-- Start of SELECTION --
# Power Button Cable



## BeauKnowsDiddly (Dec 18, 2008)

Here's a good one for ya! I just put this machine together and guess what? No power switch cable in the case. I'm using an old case that apparently I must have monkey rigged another case with its' power button cable. The button's still there but no cable. The case is from an 

HP Pavillion a6250t. 
Product #GN635AV#AVA 
S/N MXG74401K9 

It doesn't have a reset button, just power only

If any of that helps.... 

and this is it here.... 

http://h10025.www1.hp.com/ewfrf/wc [...] oc:0&cc=us 

and my board is an H55M-E33

http://us.msi.com/index.php?func=prodmbspec&maincat_no=1&cat2_no=170&cat3_no=&prod_no=1944#menu

I attached a picture of the front panel as well.....

Does anyone know where to buy this cable?

Is it even possible to find such a thing, or do I just need to get a whole new case? I probably should anyway because I don't think it's a real good cooler but I was just trying to save a buck. 

Any ideas? 

Thanks guys! 

Beau


----------



## shotgn (Aug 10, 2008)

Is this what you are looking for?
http://www.frozencpu.com/products/1...wer_Switch_Extension_Cable.html?tl=g44c34s276

They also have power/reset buttons and switches if desired


----------



## BeauKnowsDiddly (Dec 18, 2008)

That is very, very close although the one end won't plug into my button but they do have this which would most likely do the trick!
-- End of SELECTION --
JOBS
#1 In the power button cable thread, which motherboard is the original poster using?
#2 List the identifying details the power button cable thread gives for the old case.
#3 According to the power button cable thread, why does the original poster think he should probably buy a new case anyway, and why had he used the old one?
-- Start of GIVEN RECORDS --
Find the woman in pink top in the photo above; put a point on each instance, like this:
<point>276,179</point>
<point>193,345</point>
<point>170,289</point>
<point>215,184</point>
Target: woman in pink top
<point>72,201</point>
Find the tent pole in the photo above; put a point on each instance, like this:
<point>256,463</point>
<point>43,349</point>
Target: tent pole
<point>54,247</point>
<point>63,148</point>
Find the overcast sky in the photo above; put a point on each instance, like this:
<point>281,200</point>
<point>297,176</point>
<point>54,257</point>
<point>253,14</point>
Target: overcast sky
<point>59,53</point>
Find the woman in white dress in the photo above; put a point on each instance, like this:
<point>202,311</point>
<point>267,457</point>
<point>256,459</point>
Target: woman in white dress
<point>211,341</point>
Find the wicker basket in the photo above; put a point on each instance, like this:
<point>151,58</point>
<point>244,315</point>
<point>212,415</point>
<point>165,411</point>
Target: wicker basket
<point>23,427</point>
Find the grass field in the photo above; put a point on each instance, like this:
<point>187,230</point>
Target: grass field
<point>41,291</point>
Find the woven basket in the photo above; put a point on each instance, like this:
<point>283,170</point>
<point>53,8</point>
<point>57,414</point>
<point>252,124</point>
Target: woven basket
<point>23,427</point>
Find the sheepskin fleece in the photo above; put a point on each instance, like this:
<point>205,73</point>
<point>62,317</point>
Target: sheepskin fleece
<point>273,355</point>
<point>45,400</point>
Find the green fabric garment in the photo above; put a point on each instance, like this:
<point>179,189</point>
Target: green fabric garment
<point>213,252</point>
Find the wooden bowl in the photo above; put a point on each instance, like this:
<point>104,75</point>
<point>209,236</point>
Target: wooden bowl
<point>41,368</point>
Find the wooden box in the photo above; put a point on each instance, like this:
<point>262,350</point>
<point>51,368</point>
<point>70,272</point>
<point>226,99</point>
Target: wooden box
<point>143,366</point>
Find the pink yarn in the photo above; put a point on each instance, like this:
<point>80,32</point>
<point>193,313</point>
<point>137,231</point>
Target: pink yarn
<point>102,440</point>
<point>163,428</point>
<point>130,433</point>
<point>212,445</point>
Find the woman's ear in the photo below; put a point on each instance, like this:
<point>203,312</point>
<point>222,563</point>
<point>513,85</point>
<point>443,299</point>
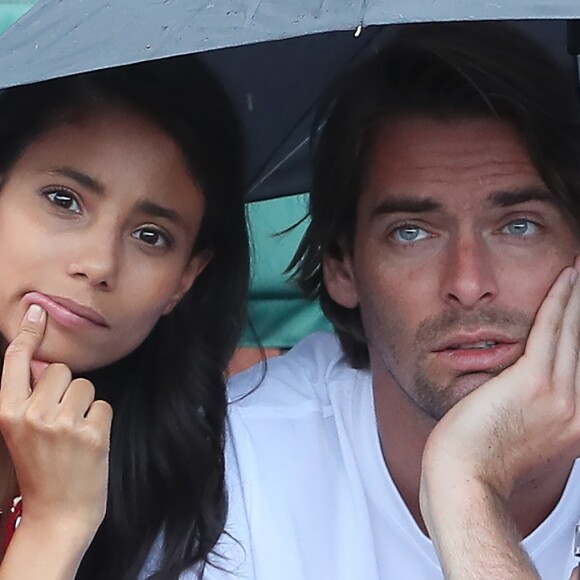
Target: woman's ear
<point>194,268</point>
<point>339,278</point>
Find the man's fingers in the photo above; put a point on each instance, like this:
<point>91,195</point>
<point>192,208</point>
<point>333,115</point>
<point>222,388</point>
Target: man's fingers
<point>568,345</point>
<point>16,373</point>
<point>545,333</point>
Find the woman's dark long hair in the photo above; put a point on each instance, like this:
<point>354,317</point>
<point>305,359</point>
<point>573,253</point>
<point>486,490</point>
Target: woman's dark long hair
<point>168,397</point>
-- End of GIVEN RECORDS --
THE SOLUTIONS
#1 An H55M-E33.

#2 HP Pavillion a6250t; Product #GN635AV#AVA; S/N MXG74401K9

#3 He doesn't think the old case is a very good cooler. He had used it only to save money.